PROVIDED TEXT:
Note that for any given schema mapping suggestions and strength ratings may change over time as the ML-powered decision-making model learns from your mapping choices.

Automap settings

Overwrite existing mappings

Mapped items will be overridden by suggestions. This is a ‘destructive’ mapping option since any mappings you have made previously will be overwritten. Off by default.

Overwrite populated fields

Fields which have been populated on a per-column basis will be overridden by suggestions. This is a ‘destructive’ mapping option since any per-column populated fields you have made previously will be overwritten. Off by default.

Note that fields which have been populated at a master schema level using the populate all function will always be overwritten by Automap.

Create new master fields

Suggested mappings that are not in the master schema will be added to it. Note that the field that will be added to the master schema will be a mapping suggestion based on other mappings made within your organisation, not necessarily the exact field name in the source schema. The suggestion must also exceed the automap threshold for it to be mapped in. If you wish to add in additional columns with their names unchanged, consider disabling the enforce schema option.

TASK 1:
According to the Automap settings text, what happens to fields populated at a master schema level with the populate all function?
TASK 2:
Return each line of the rows that contains the word "white", treating uppercase and lowercase as different.

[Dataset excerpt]
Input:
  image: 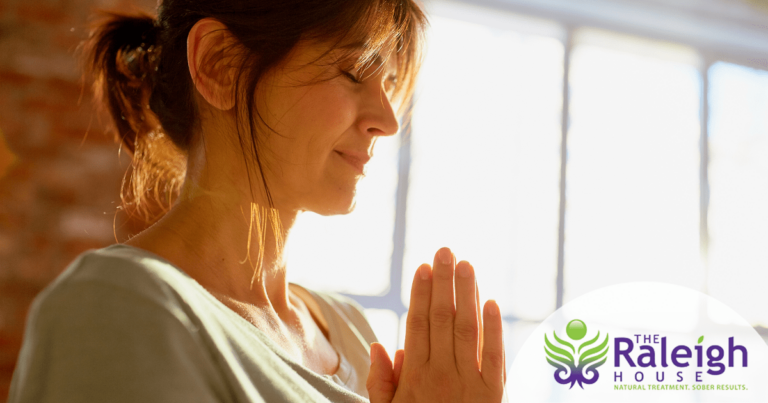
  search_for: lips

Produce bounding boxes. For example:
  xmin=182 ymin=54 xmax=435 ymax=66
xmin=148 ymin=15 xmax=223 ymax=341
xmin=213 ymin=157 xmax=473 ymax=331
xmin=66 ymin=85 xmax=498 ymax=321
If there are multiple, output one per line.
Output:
xmin=334 ymin=150 xmax=371 ymax=174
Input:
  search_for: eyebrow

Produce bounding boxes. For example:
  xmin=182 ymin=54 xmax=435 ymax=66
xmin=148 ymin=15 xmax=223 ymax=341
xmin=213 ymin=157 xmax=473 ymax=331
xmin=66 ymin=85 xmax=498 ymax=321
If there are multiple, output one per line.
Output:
xmin=337 ymin=42 xmax=397 ymax=75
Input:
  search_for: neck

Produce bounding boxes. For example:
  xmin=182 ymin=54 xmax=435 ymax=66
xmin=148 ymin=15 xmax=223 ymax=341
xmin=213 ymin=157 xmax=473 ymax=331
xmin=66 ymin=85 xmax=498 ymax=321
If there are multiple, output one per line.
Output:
xmin=126 ymin=175 xmax=299 ymax=317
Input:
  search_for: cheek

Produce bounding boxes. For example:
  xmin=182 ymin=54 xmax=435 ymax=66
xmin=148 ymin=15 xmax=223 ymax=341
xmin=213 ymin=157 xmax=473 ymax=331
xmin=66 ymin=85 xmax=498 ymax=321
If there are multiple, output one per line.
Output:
xmin=302 ymin=83 xmax=356 ymax=140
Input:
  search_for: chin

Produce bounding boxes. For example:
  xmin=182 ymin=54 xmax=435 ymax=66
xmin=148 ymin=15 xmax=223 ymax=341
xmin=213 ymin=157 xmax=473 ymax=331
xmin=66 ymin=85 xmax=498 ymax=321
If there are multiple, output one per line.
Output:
xmin=312 ymin=193 xmax=357 ymax=216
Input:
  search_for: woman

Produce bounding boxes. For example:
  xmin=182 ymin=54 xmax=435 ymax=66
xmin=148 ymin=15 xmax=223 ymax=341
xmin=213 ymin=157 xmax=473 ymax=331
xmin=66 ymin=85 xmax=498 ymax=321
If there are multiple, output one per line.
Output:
xmin=10 ymin=0 xmax=504 ymax=402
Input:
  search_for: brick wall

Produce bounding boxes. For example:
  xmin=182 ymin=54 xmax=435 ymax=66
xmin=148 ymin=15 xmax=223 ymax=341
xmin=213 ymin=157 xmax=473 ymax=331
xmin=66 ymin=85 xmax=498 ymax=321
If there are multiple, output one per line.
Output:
xmin=0 ymin=0 xmax=156 ymax=402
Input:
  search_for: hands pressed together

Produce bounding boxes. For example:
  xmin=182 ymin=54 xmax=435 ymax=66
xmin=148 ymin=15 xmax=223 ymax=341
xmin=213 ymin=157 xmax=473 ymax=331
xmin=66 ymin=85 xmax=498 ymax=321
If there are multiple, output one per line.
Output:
xmin=366 ymin=248 xmax=506 ymax=403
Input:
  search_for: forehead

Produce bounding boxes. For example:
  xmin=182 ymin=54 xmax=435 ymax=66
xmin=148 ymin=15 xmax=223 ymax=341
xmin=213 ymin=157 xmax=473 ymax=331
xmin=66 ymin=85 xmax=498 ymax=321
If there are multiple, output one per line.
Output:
xmin=286 ymin=40 xmax=397 ymax=71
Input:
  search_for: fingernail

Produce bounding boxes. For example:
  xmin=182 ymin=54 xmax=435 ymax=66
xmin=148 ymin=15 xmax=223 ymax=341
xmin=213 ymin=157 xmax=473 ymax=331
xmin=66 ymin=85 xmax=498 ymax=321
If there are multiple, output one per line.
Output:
xmin=456 ymin=262 xmax=472 ymax=278
xmin=419 ymin=264 xmax=429 ymax=280
xmin=440 ymin=248 xmax=453 ymax=264
xmin=488 ymin=300 xmax=499 ymax=316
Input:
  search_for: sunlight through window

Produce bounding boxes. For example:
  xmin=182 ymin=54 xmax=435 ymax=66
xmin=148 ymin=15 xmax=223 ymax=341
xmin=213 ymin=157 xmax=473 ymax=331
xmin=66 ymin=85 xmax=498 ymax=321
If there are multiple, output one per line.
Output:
xmin=403 ymin=11 xmax=563 ymax=319
xmin=708 ymin=63 xmax=768 ymax=326
xmin=564 ymin=30 xmax=704 ymax=302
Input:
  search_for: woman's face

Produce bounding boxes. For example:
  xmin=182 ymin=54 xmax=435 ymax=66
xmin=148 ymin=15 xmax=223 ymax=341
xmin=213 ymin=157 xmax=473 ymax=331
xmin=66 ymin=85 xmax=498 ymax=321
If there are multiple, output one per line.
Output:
xmin=256 ymin=42 xmax=399 ymax=215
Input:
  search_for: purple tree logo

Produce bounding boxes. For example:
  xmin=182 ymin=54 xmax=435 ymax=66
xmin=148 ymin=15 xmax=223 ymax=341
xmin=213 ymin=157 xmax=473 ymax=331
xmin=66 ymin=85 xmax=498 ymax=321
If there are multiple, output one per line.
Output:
xmin=544 ymin=319 xmax=608 ymax=389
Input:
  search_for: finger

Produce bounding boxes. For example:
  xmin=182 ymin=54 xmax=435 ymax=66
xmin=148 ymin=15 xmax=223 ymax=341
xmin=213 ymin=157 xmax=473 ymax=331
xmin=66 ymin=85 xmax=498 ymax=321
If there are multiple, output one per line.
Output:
xmin=481 ymin=300 xmax=504 ymax=390
xmin=365 ymin=342 xmax=396 ymax=403
xmin=472 ymin=278 xmax=483 ymax=368
xmin=395 ymin=348 xmax=405 ymax=388
xmin=426 ymin=248 xmax=456 ymax=368
xmin=453 ymin=260 xmax=480 ymax=375
xmin=501 ymin=333 xmax=507 ymax=385
xmin=405 ymin=263 xmax=432 ymax=365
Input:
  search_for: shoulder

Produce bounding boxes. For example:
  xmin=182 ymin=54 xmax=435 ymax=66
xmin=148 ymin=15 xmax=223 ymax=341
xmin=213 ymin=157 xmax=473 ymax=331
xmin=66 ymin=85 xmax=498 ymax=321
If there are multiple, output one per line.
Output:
xmin=292 ymin=286 xmax=378 ymax=346
xmin=31 ymin=245 xmax=198 ymax=332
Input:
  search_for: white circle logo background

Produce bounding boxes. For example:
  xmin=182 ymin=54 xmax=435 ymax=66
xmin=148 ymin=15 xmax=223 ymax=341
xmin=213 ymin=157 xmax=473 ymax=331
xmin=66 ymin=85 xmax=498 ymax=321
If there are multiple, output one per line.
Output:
xmin=507 ymin=282 xmax=768 ymax=402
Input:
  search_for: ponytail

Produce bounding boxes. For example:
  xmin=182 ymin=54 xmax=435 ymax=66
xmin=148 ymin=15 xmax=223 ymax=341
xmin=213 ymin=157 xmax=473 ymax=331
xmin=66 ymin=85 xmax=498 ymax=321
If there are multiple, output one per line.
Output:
xmin=83 ymin=12 xmax=186 ymax=223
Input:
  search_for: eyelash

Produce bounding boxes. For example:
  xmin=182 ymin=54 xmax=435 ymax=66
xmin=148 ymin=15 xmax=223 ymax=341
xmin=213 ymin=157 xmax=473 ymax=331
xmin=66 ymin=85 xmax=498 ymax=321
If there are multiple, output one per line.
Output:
xmin=342 ymin=71 xmax=362 ymax=84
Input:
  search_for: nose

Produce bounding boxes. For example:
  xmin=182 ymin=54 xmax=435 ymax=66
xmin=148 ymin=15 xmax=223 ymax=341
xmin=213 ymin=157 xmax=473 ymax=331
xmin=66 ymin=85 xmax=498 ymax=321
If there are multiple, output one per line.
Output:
xmin=359 ymin=85 xmax=400 ymax=136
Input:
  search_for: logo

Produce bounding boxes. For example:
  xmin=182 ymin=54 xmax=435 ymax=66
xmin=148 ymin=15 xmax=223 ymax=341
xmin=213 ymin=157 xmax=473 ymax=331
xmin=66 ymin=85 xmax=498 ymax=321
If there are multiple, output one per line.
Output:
xmin=544 ymin=319 xmax=608 ymax=389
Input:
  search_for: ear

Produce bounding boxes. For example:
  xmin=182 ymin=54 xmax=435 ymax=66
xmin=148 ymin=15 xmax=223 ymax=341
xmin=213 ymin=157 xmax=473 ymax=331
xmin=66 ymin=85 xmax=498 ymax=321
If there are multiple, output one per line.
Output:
xmin=187 ymin=18 xmax=235 ymax=111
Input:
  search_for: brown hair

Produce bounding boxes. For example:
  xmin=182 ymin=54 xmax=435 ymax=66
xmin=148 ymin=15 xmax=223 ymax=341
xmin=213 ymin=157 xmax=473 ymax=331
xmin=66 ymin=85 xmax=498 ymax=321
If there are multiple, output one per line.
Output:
xmin=84 ymin=0 xmax=427 ymax=227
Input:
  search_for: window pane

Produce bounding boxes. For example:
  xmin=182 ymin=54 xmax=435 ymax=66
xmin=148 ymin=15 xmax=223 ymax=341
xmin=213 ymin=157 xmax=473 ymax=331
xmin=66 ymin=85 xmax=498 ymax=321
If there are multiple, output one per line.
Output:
xmin=565 ymin=31 xmax=703 ymax=302
xmin=365 ymin=308 xmax=400 ymax=360
xmin=403 ymin=13 xmax=563 ymax=319
xmin=286 ymin=134 xmax=401 ymax=295
xmin=708 ymin=63 xmax=768 ymax=326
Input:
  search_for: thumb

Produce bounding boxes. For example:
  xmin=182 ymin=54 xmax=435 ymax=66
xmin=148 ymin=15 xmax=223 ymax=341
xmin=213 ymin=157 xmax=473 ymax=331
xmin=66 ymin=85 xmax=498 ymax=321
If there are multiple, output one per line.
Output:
xmin=365 ymin=342 xmax=395 ymax=403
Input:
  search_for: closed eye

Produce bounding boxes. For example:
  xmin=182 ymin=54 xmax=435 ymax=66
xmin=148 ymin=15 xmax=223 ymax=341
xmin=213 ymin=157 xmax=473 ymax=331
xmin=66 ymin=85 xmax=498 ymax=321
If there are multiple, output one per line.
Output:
xmin=341 ymin=70 xmax=362 ymax=84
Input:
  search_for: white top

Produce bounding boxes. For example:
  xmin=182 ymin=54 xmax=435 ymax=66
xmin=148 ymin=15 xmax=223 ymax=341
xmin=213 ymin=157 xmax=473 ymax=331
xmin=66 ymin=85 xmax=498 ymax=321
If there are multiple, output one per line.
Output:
xmin=8 ymin=244 xmax=377 ymax=403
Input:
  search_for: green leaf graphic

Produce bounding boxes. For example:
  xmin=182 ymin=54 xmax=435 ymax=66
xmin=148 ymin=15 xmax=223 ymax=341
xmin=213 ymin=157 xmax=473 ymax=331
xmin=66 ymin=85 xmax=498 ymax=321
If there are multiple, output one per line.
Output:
xmin=579 ymin=335 xmax=608 ymax=368
xmin=579 ymin=331 xmax=600 ymax=354
xmin=552 ymin=332 xmax=576 ymax=354
xmin=544 ymin=334 xmax=573 ymax=365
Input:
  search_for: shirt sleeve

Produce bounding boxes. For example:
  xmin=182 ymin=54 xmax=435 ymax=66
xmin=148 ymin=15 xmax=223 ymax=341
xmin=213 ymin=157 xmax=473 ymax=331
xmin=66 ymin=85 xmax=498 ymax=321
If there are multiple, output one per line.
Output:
xmin=9 ymin=281 xmax=231 ymax=403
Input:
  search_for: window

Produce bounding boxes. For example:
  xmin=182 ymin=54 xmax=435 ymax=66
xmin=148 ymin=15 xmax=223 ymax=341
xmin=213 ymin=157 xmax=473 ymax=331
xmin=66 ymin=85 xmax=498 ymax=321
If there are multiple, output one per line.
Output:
xmin=289 ymin=1 xmax=768 ymax=372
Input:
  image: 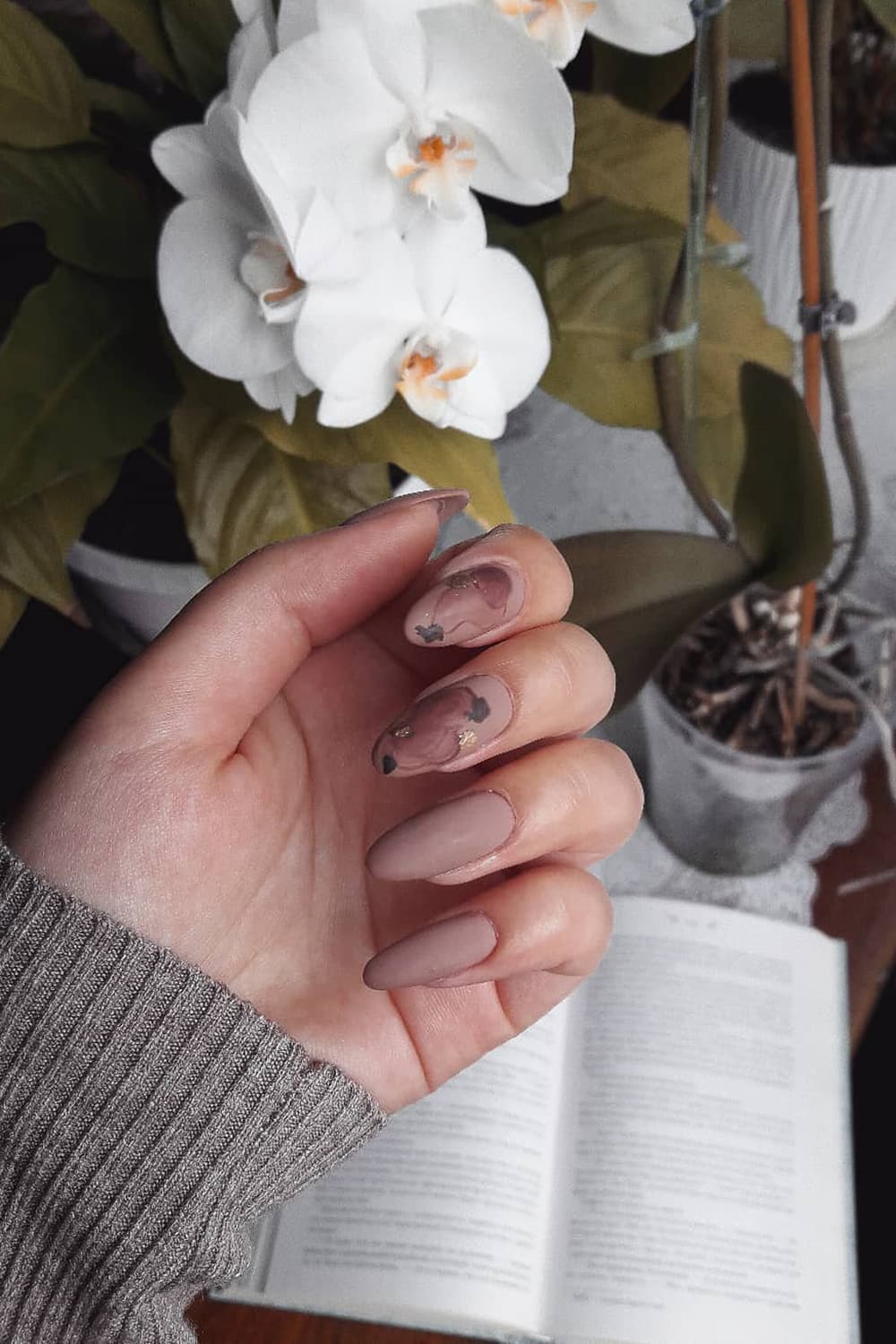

FULL ANSWER 1:
Automap always overwrites them.

FULL ANSWER 2:
  search_for: white circle logo background
  search_for: white top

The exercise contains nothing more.